### What the task requires:
Nothing in the data may be altered; restate all of it exactly.

### Material for the task:
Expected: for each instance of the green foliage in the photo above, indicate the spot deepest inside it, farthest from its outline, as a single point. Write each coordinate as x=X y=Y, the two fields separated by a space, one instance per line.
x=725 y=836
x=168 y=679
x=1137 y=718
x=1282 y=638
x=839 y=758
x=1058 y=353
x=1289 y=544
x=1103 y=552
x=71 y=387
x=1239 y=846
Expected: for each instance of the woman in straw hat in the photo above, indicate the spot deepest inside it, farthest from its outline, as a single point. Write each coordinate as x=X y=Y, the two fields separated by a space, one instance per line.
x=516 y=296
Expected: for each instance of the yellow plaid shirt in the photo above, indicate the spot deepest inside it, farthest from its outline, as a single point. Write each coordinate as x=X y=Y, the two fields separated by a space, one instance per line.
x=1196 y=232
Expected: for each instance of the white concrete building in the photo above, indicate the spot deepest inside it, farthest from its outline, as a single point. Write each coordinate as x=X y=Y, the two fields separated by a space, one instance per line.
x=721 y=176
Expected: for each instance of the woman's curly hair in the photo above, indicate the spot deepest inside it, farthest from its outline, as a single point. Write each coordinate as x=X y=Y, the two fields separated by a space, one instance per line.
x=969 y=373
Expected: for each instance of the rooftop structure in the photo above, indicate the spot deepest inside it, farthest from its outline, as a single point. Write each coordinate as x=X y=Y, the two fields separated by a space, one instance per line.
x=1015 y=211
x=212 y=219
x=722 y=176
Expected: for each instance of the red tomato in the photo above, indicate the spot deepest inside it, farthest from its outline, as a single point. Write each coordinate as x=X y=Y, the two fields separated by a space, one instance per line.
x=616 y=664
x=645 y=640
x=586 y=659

### Reply to the task:
Expected: for each instance of the green foliage in the photo above, indicate the spot deepest inside it, farthest from its outline, as a single point. Write each coordinate as x=X y=Y, the two fields separated by a space, one instance per line.
x=725 y=836
x=168 y=679
x=1137 y=718
x=1282 y=638
x=839 y=758
x=1058 y=353
x=1289 y=544
x=1103 y=552
x=71 y=387
x=1239 y=846
Expected: for each instance of the woman in straw hat in the photo above, indicate the spot deepest inside it, farthest from its outline, as a single point. Write each coordinate as x=X y=Y, the two fields separated by a space, one instance per line.
x=516 y=296
Expected: for each instance of the yellow plaid shirt in the photo above, indicate the spot deepest inside it, farthest from its outline, as a single point. Write each coordinate as x=X y=Y, the two fields separated by a space, one instance per line.
x=1196 y=232
Expected: for each instance of the white concrete building in the photo above, indicate the spot deepest inside it, farthest from its outline, as a single point. Write each coordinate as x=X y=Y, the two fields separated by a space, one instance per line.
x=721 y=176
Expected: for each instance of the woman's curly hair in the photo above, indicate the spot deepest inside it, farthest from its outline, as a single point. Write each coordinate as x=X y=Y, the two fields separated by a space, one instance per line.
x=969 y=373
Expected: for each instance of the rooftop structure in the photo above, indicate the spot deepest inside it, farthest from its outline, as a single point. Write each coordinate as x=X y=Y, the two fields separated by a space, one instance per line.
x=1015 y=211
x=212 y=219
x=722 y=176
Expected: for each instance of the red tomato in the photo above, indicate the spot deepest inside it, farthest from its outline, as a single point. Write each coordinate as x=X y=Y, the two fields separated by a space, one instance per line.
x=616 y=664
x=645 y=640
x=586 y=659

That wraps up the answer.